The major operations we had to perform (pneumonectomies and pleuropneumonectomies) took place in this subgroup of patients, who presented with complicated sequelae, and we never had to perform such operations for active tuberculosis. This could be explained by the rare indications of surgery for drug-resistant tuberculosis present in our series; Pomerantz and Brown [14] performed 62 pneumonectomies in 111 patients operated on for drug-resistant tuberculosis. In a series of 20 pneumonectomies for tuberculosis [18], lung destruction was due to drug-resistant tuberculosis in 20% of the patients (4 of 20). The overall mortality and morbidity in our series was low: 0.4% (1 of 259) and 9.6% (25 of 259), respectively.
Complications occurred essentially after surgery for sequelae with therapeutic purpose, and in that subgroup, the corrected rates, 1% and 20%, respectively, are high but they remain among the low rates of the literature we have referred to. The most frequent complication we observed was prolonged postoperative air leak (n = 17) after partial lung resections. Such prolonged air leaks may be the cause of residual pleural spaces that are classically treated by secondary tailored thoracoplasty. As the risk of such spaces to occur may be great in case of upper lobe destruction, some authors even advocate pleural space obliteration through tailored thoracoplasty while performing lobectomy or pleurolobectomy when pleural space problems are anticipated [10]. We never had to perform thoracoplasty for residual pleural space and always obtained space obliteration using a chest tube inserted by posterior approach [19].
================
Exercises
**1)** List every bracketed reference number cited in the text on surgery for tuberculosis, in the order they appear.
**2)** Continue the text on surgery for tuberculosis from the point where it stops.

Entries taken from a collection:
================
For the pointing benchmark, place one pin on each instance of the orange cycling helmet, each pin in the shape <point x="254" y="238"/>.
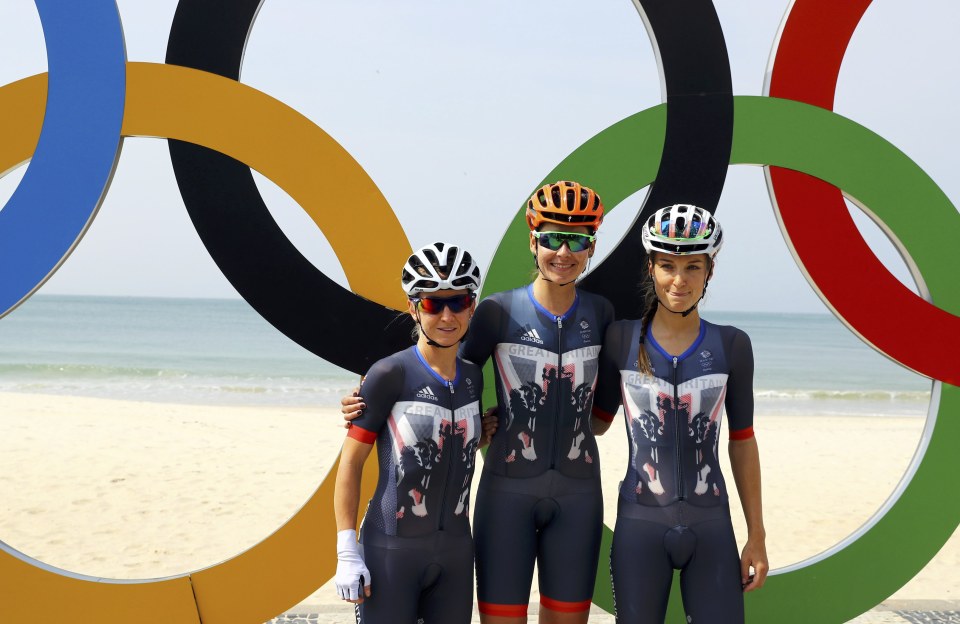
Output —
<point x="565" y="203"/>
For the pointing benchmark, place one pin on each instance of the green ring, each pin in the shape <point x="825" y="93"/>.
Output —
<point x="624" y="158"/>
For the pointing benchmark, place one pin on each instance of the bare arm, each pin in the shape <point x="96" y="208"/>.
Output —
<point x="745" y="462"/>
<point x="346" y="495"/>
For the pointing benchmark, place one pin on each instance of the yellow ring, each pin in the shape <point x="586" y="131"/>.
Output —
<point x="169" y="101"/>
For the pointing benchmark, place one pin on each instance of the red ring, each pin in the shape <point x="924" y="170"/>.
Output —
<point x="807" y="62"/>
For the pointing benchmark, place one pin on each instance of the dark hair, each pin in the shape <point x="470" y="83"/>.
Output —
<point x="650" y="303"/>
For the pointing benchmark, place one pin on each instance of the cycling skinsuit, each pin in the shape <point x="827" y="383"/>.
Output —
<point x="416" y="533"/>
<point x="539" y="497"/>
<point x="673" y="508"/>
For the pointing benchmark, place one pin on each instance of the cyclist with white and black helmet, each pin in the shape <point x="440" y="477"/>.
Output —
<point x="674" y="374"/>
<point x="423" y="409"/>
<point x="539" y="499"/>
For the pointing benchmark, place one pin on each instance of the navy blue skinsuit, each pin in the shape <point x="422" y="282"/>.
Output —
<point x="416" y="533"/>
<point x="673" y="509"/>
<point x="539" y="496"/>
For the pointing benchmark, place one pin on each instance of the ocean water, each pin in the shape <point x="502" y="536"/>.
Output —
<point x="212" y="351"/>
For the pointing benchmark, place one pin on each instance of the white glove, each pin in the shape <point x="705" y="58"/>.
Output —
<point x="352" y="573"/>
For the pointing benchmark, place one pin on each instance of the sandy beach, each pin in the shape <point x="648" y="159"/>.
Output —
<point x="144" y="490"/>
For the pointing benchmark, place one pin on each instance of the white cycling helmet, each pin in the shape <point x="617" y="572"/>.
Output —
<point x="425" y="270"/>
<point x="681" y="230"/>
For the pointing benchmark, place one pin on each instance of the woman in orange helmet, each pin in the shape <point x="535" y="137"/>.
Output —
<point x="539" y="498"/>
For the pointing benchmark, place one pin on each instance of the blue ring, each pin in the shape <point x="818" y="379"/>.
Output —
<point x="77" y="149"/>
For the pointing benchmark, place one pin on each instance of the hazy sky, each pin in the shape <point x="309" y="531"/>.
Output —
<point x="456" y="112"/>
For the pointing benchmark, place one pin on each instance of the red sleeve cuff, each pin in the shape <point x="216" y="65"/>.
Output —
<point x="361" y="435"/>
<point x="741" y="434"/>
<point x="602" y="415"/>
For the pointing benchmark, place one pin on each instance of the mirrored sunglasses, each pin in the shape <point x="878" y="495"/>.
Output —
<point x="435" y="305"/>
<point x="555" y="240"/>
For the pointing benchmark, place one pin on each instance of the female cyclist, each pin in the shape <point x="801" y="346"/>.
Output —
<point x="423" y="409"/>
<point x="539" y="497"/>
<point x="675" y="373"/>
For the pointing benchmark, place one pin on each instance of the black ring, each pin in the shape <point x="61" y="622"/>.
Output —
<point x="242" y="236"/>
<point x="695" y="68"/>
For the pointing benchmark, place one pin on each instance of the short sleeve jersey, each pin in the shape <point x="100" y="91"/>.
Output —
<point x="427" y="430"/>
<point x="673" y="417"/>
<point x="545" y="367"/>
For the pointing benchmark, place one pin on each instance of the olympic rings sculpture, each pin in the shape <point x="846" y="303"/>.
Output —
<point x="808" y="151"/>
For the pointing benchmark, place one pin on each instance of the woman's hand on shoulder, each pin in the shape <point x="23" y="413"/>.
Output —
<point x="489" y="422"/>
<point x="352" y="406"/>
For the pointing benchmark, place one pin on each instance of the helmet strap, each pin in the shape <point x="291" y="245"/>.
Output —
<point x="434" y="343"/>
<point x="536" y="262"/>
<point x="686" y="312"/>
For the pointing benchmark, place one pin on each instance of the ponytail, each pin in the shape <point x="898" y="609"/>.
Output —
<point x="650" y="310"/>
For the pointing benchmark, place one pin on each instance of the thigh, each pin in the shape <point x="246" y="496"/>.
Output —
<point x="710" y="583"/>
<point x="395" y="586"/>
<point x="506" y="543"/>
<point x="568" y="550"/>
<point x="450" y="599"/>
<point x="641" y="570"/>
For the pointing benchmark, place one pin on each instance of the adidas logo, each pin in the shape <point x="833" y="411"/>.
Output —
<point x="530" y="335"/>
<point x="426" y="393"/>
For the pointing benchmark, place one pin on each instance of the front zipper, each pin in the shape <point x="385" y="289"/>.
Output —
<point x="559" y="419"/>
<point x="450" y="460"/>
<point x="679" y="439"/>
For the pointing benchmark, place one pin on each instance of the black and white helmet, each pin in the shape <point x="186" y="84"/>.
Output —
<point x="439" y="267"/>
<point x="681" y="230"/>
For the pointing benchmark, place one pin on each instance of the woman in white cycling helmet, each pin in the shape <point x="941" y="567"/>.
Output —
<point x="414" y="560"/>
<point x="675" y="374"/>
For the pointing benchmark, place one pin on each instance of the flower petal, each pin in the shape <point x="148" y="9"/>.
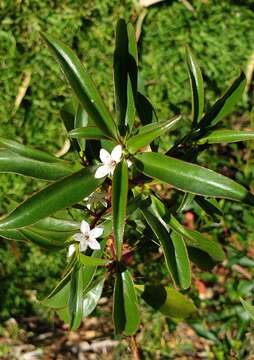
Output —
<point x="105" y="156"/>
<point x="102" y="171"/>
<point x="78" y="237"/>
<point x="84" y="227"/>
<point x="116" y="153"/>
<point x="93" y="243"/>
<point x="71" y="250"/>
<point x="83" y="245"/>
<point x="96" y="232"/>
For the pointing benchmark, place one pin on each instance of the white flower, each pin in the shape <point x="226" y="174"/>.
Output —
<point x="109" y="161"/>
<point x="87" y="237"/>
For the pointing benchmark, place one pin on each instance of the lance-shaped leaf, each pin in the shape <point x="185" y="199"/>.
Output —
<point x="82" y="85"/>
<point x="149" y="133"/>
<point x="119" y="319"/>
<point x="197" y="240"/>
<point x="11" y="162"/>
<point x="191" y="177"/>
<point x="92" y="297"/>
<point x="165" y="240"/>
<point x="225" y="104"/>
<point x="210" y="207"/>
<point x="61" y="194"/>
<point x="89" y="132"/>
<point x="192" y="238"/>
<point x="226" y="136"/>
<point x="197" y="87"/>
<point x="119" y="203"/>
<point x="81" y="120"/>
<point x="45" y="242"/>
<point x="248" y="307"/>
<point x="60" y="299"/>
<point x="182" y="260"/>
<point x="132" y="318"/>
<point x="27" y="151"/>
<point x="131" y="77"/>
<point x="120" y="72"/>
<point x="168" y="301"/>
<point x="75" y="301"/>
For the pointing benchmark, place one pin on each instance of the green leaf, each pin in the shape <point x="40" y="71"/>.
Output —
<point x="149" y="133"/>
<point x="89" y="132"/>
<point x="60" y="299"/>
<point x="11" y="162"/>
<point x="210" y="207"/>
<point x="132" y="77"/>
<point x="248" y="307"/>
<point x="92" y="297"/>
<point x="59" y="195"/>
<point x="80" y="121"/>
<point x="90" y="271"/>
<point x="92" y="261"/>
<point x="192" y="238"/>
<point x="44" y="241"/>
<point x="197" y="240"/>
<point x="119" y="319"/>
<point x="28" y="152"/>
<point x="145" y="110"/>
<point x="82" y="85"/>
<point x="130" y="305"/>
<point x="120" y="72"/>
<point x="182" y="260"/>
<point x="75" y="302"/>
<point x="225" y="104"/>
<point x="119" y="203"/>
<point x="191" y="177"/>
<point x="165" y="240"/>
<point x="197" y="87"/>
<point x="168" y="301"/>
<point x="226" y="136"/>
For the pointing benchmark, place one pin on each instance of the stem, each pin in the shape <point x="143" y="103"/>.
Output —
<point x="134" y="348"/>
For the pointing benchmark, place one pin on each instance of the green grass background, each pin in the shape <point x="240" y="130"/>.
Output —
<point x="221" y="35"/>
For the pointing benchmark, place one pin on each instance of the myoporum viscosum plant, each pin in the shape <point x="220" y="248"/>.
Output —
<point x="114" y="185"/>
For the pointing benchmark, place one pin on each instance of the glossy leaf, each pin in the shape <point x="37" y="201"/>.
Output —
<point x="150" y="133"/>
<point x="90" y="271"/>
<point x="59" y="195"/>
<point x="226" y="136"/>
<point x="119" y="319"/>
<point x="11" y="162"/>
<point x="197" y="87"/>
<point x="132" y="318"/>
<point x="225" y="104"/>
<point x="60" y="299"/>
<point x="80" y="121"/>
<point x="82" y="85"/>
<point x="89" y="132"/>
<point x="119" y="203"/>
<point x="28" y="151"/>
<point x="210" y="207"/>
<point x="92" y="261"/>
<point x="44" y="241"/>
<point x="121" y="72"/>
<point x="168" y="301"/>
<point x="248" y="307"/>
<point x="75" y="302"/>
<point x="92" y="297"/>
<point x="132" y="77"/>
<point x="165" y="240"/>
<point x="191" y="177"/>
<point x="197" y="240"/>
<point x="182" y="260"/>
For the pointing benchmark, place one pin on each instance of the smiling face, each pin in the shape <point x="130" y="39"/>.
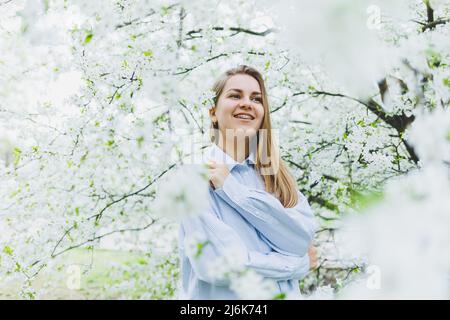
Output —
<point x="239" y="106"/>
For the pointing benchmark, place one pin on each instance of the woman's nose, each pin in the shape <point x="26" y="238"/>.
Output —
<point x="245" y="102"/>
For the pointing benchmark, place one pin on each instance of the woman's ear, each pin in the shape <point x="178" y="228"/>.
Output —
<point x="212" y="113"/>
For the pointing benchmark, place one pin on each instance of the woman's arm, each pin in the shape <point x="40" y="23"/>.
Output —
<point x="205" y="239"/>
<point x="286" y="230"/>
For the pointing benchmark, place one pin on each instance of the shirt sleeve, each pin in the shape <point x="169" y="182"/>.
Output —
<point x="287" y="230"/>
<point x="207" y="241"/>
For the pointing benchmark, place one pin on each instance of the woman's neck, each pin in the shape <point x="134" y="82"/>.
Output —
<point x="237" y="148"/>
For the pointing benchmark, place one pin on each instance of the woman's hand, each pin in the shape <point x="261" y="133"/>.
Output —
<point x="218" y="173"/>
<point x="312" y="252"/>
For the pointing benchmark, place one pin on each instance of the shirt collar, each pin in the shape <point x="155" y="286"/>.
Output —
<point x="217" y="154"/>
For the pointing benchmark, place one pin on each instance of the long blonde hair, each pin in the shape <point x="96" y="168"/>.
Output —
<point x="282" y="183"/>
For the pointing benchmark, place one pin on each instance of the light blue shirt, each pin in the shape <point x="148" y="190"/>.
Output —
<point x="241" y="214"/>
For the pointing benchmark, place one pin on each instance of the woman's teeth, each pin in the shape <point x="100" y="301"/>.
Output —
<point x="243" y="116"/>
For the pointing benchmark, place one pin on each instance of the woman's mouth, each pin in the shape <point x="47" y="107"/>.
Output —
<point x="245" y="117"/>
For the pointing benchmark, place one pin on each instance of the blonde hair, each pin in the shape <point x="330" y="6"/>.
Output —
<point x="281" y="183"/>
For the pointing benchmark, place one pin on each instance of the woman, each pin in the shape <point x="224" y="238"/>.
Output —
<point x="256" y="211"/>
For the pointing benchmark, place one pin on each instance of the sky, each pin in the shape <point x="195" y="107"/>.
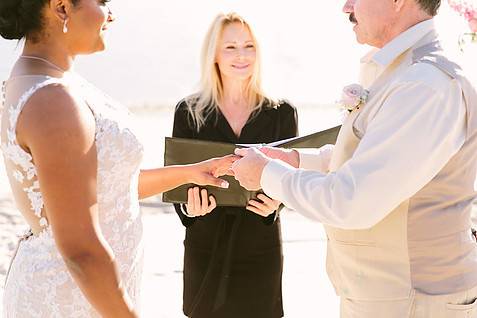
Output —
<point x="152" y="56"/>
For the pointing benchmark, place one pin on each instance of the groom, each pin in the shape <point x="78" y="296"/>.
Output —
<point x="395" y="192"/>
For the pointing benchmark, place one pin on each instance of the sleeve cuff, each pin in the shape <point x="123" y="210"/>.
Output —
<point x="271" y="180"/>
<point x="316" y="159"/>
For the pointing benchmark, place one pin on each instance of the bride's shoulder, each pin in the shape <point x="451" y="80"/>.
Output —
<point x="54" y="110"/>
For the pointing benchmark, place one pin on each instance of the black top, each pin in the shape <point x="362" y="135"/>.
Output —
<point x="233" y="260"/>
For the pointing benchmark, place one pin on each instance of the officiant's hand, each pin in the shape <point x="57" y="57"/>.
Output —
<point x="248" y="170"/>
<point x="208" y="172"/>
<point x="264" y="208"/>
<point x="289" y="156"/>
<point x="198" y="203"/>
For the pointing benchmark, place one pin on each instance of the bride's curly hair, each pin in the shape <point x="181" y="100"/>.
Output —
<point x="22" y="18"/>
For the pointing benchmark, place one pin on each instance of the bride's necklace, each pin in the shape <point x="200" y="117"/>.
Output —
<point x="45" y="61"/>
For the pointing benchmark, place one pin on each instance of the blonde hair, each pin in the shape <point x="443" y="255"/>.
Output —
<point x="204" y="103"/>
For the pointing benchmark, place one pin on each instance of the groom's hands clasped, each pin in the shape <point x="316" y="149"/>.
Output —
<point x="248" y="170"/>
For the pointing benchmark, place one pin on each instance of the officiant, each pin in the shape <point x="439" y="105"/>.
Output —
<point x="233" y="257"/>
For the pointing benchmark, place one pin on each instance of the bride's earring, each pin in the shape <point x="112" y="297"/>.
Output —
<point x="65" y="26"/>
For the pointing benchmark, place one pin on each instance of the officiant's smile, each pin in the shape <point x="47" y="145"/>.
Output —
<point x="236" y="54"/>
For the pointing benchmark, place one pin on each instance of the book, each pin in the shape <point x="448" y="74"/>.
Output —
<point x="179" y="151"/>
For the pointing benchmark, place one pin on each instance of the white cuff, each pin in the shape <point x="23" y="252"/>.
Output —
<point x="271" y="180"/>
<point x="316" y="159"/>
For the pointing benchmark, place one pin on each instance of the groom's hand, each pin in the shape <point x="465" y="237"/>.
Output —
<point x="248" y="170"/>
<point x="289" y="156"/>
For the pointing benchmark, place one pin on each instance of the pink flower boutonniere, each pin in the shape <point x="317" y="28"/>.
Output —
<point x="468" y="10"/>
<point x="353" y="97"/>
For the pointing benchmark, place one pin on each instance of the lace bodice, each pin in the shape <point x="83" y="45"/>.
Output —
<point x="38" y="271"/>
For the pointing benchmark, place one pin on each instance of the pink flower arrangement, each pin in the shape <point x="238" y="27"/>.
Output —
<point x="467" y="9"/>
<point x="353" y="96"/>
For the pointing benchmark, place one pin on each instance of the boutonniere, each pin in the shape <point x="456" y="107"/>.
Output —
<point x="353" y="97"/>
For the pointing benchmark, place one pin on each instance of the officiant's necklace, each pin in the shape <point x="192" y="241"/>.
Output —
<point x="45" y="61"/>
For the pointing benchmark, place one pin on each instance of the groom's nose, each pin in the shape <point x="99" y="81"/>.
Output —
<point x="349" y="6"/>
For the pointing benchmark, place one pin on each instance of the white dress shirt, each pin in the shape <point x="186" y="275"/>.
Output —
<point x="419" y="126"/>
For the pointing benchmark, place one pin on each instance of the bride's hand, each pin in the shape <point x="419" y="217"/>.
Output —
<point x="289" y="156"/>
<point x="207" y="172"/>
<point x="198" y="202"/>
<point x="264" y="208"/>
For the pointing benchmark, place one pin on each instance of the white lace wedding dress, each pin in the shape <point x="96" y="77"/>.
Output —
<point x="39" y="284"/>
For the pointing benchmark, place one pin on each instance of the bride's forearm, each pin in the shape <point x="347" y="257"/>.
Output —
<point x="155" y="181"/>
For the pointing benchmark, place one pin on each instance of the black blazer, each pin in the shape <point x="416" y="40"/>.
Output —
================
Exercise responses
**1)** [14], [18], [10], [19]

**2)**
Surgery is efficient and reliable in curing tuberculosis, both sequelar and active forms. In active forms evolving under antitubercular drugs, cure is obtained in 64.8% of patients [12], and in drug-resistant active forms, cure is obtained in 80% or more [14, 16]. All patients we followed up were cured, but one has to take into consideration the high number of patients who were lost to follow-up at 6 and 12 months. Patients lost to follow-up had left their home without having given new addresses, and even their private physicians had no news concerning them. Such defection is linked to the marginal social conditions of a mainly immigrant population (86%) that make the life of the concerned patients difficult and unstable. In an other Parisian study of Brechot and associates [17], 22% of the patients were lost to follow-up 3 months after establishing the diagnosis of tuberculosis and initiating treatment; and in one medical unit of our hospital, the same rate of defection (26%) was observed [20]. Our results stress that the difficulties encountered in managing tuberculosis, which are due to the socioeconomic context surrounding a noncompliant and socially unstable population, also exist after surgery.
To conclude, in our department, surgery was more frequently performed to make a diagnosis in cases of active tuberculosis. Lung resections for tuberculosis evolving under treatment or for drug resistance were rare. However, our study confirms the good results obtained by lung resection for tuberculosis that are reported by all the authors publishing at the present time. It adds further support to the idea that surgery may be a valuable tool for eradicating residual active foci, in cases where socio-economic conditions render medical management difficult or hazardous.